- Provided entries -
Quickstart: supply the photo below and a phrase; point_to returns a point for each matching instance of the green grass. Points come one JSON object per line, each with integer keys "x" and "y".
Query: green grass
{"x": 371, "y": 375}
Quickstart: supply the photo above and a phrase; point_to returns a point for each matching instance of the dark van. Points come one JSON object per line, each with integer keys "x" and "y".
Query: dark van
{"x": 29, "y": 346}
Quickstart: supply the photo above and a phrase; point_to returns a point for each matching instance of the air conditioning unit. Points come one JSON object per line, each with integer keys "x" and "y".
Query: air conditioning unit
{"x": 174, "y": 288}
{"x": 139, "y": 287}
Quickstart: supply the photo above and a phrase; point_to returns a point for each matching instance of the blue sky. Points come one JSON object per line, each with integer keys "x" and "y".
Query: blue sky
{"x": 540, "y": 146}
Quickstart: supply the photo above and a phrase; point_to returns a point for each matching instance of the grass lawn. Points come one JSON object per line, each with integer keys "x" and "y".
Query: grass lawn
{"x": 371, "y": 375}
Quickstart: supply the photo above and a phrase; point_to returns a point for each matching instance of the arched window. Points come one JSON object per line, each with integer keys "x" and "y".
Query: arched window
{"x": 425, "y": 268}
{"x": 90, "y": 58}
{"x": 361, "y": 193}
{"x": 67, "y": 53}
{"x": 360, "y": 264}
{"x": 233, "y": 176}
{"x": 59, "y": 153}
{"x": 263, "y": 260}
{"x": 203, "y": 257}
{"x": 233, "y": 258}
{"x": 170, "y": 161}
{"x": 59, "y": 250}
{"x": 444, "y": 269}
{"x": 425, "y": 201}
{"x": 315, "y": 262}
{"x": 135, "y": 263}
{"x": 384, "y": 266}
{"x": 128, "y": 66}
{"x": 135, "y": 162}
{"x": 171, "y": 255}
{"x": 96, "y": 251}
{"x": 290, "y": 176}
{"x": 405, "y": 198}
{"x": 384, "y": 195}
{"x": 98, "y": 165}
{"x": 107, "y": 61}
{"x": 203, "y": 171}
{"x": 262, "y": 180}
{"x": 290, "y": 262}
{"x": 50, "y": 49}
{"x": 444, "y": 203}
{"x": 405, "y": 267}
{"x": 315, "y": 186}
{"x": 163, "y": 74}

- The problem -
Write out only the lines that run from the line containing "Query: blue sky" through the line containing "of the arched", both included, exactly as they appear above.

- Written solution -
Query: blue sky
{"x": 540, "y": 146}
Quickstart: supply the photo above and a phrase; point_to returns a point for each matching instance of the grass lawn. Points come one JSON object per line, each with integer keys "x" and "y".
Query: grass lawn
{"x": 371, "y": 375}
Quickstart: supply the photo above and a phrase; point_to returns a point for each matching instance of the arched window. Points come one JSON object per line, each with integer keys "x" and "y".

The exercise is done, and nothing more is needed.